**Required work**
Please show each line in the records below that contains the word "post".

▬▬▬▬▬▬

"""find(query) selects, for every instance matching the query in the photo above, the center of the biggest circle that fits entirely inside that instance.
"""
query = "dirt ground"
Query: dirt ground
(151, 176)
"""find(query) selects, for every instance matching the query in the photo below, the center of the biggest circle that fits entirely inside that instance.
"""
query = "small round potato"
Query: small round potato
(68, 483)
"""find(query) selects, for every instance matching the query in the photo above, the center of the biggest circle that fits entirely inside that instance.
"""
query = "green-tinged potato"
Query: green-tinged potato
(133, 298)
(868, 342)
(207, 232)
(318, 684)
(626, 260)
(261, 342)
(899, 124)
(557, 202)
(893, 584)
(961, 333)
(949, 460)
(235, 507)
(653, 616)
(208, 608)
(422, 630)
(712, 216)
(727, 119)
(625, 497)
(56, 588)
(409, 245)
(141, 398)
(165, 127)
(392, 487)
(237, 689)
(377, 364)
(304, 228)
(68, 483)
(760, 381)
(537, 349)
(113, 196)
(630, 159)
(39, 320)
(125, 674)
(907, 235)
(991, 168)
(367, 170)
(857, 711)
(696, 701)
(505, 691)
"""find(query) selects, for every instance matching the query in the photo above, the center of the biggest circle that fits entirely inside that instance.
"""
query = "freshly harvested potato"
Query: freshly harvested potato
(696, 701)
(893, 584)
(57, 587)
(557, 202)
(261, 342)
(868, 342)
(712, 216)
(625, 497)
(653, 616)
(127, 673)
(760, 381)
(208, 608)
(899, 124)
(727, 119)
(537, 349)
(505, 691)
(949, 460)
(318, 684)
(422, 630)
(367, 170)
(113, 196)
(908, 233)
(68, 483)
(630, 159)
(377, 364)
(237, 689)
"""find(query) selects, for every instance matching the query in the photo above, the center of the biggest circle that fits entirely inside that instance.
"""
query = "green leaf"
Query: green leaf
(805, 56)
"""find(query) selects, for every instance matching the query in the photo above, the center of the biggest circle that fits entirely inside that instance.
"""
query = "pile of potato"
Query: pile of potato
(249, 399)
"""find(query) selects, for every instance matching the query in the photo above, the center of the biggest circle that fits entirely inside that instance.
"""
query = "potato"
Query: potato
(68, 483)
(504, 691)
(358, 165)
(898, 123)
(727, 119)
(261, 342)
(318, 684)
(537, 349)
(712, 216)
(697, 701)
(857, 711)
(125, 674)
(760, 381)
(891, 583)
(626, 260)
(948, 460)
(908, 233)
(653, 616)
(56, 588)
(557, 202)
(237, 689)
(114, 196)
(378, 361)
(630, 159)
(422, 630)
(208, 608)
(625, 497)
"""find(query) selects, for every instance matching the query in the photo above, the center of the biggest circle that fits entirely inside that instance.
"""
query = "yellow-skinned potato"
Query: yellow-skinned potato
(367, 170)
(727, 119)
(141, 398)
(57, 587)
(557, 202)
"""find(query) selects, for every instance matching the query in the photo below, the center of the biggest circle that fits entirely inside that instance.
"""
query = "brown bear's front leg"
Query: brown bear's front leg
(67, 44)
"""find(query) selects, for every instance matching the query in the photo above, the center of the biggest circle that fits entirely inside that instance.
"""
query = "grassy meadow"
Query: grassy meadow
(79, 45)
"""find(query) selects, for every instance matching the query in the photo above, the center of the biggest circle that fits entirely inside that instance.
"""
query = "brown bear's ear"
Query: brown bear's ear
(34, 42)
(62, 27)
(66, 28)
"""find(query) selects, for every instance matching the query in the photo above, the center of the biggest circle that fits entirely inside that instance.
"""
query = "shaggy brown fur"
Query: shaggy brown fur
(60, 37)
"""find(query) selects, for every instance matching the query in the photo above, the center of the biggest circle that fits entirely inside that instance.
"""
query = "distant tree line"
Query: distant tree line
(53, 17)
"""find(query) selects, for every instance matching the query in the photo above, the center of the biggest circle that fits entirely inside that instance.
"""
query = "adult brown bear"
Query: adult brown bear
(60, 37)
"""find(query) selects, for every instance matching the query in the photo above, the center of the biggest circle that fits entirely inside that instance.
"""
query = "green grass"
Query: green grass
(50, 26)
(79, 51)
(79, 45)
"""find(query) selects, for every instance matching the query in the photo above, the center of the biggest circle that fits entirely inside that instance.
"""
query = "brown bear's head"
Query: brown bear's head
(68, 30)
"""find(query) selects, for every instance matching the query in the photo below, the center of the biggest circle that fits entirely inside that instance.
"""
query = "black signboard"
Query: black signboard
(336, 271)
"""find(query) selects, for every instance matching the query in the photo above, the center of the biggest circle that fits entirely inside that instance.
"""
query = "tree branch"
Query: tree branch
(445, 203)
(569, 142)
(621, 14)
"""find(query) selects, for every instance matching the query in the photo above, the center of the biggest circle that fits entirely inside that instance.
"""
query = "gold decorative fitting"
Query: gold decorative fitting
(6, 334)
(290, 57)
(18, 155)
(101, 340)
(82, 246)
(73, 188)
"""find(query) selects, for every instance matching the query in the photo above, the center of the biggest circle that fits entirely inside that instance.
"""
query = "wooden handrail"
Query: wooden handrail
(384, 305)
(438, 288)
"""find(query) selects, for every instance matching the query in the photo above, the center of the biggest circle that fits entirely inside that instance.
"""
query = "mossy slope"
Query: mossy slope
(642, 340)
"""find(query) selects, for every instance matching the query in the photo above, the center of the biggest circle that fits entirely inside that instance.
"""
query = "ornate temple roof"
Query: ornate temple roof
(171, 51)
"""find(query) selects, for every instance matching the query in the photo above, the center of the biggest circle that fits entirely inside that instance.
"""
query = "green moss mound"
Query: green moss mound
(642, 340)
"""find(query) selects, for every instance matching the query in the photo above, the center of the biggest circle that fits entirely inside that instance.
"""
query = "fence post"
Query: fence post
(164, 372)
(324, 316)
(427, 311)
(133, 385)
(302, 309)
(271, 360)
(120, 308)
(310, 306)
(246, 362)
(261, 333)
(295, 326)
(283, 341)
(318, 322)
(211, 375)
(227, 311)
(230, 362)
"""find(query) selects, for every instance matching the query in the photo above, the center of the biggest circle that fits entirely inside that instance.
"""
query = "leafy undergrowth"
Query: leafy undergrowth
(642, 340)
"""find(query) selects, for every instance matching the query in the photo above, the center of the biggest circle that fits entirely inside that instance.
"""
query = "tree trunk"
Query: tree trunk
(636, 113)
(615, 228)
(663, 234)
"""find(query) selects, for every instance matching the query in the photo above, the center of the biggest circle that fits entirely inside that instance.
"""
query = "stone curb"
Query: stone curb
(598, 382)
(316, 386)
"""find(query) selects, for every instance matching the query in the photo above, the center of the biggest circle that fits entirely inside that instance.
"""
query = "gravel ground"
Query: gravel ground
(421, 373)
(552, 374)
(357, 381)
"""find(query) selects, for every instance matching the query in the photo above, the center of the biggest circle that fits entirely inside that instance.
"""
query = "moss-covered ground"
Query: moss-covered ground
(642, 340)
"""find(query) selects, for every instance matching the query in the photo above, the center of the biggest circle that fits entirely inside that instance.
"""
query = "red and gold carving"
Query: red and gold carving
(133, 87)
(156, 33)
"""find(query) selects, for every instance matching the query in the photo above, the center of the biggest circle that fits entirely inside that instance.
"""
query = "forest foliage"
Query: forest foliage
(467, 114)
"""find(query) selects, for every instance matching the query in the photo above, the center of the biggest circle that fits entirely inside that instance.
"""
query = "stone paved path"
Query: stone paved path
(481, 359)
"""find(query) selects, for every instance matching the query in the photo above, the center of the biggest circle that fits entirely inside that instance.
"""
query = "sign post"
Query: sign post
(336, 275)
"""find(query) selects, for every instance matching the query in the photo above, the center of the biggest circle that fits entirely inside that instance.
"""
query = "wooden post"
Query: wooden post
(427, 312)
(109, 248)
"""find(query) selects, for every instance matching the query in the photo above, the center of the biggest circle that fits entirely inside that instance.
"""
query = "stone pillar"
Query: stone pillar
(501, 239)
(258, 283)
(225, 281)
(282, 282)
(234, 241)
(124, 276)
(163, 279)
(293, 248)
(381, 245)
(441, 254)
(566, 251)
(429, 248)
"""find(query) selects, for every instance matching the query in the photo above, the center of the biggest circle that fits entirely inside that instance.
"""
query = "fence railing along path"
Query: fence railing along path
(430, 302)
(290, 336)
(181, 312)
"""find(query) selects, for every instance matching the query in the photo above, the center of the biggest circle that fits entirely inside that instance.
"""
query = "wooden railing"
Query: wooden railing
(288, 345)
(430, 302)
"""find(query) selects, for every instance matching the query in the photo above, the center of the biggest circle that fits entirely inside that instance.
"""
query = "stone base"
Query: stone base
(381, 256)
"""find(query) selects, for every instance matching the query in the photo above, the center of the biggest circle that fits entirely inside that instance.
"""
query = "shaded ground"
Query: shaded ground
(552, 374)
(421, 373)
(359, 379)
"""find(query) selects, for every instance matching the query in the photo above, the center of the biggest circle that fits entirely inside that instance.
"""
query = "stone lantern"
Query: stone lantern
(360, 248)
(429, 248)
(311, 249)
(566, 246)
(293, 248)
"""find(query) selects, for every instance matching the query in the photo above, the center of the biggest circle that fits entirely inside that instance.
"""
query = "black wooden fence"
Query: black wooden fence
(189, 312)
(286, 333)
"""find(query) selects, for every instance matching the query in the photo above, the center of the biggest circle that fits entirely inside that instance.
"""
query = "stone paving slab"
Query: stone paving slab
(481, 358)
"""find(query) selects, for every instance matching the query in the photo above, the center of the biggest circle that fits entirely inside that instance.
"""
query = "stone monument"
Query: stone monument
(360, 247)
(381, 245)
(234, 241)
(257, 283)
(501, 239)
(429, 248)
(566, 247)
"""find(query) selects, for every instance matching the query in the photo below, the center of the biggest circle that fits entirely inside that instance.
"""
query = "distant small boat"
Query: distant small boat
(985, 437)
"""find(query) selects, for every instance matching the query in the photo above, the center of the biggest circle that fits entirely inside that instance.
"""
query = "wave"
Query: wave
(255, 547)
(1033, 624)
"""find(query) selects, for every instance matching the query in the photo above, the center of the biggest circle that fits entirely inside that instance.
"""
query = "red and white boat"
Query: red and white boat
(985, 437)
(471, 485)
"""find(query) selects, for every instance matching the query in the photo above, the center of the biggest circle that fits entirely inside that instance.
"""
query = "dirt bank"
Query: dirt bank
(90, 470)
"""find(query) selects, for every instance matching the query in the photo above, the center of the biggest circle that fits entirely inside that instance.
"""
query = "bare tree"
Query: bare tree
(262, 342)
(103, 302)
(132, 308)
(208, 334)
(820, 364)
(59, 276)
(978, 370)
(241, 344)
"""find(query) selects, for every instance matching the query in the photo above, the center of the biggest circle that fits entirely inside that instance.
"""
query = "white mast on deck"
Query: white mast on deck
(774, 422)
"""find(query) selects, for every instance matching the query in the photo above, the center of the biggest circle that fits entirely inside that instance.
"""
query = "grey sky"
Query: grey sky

▬▬▬▬▬▬

**Problem solution**
query = "fence post"
Query: fence post
query = "sign post"
Query: sign post
query = "wooden post"
Query: wooden post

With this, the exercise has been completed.